* [TASKS TO COMPLETE]
[1] According to the e-cigarette deadline article, in what city and state is Vapor Stockroom located?
[2] Rewrite the part of the e-cigarette deadline article starting with "Sixth Circuit Tosses" and going on through "Administrative Procedure Act.", substituting "agency" for "FDA" wherever it occurs.

Sixth Circuit Tosses Challenge to E-Cigarette Paperwork Deadline

A man using an electronic cigarette exhales in Mayfield Heights, Ohio, last year. (AP Photo/Tony Dejak, File)

CINCINNATI (CN) — A Kentucky-based e-cigarette retailer lacks standing to challenge an FDA deadline for regulatory filings on vapor and nicotine products because the deadline was issued by a federal judge, not the government, the Sixth Circuit held Monday.

Vapor Stockroom, located in Lexington, Kentucky, argued before a three-judge panel in August that the May 2020 deadline established after a group of public health organizations sued the Food and Drug Administration in Maryland federal court was arbitrary and violated its rights under the Administrative Procedure Act.

The deadline was eventually extended to September as a result of the Covid-19 pandemic, but Vapor Stockroom claimed it lacked sufficient guidance from the FDA to complete its product applications in time. Failure to comply with regulatory filings regarding a tobacco product’s ingredients and health risks can result in civil and criminal penalties to the manufacturer.

U.S. District Judge Karen Caldwell, an appointee of George W. Bush, sided with the government and ruled that Vapor Stockroom could not sue the FDA because any injury caused by the accelerated deadline was the result of action by the federal judge in Maryland.

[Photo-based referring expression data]
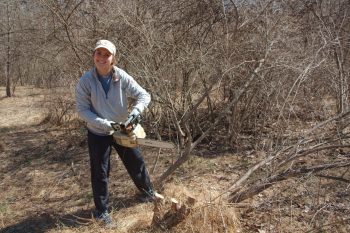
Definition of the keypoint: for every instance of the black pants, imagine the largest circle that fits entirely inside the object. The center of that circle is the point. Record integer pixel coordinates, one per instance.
(100, 148)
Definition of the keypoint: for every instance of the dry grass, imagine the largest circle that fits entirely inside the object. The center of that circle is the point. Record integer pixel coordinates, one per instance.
(46, 186)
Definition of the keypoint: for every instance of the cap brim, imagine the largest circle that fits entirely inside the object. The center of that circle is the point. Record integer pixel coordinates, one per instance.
(101, 46)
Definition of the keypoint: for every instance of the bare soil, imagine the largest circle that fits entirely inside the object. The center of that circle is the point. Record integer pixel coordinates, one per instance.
(45, 184)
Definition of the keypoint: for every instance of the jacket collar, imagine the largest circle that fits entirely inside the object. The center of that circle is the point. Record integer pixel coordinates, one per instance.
(115, 76)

* [EXPECTED OUTPUTS]
[1] Lexington, Kentucky.

[2]
Sixth Circuit Tosses Challenge to E-Cigarette Paperwork Deadline

A man using an electronic cigarette exhales in Mayfield Heights, Ohio, last year. (AP Photo/Tony Dejak, File)

CINCINNATI (CN) — A Kentucky-based e-cigarette retailer lacks standing to challenge an agency deadline for regulatory filings on vapor and nicotine products because the deadline was issued by a federal judge, not the government, the Sixth Circuit held Monday.

Vapor Stockroom, located in Lexington, Kentucky, argued before a three-judge panel in August that the May 2020 deadline established after a group of public health organizations sued the Food and Drug Administration in Maryland federal court was arbitrary and violated its rights under the Administrative Procedure Act.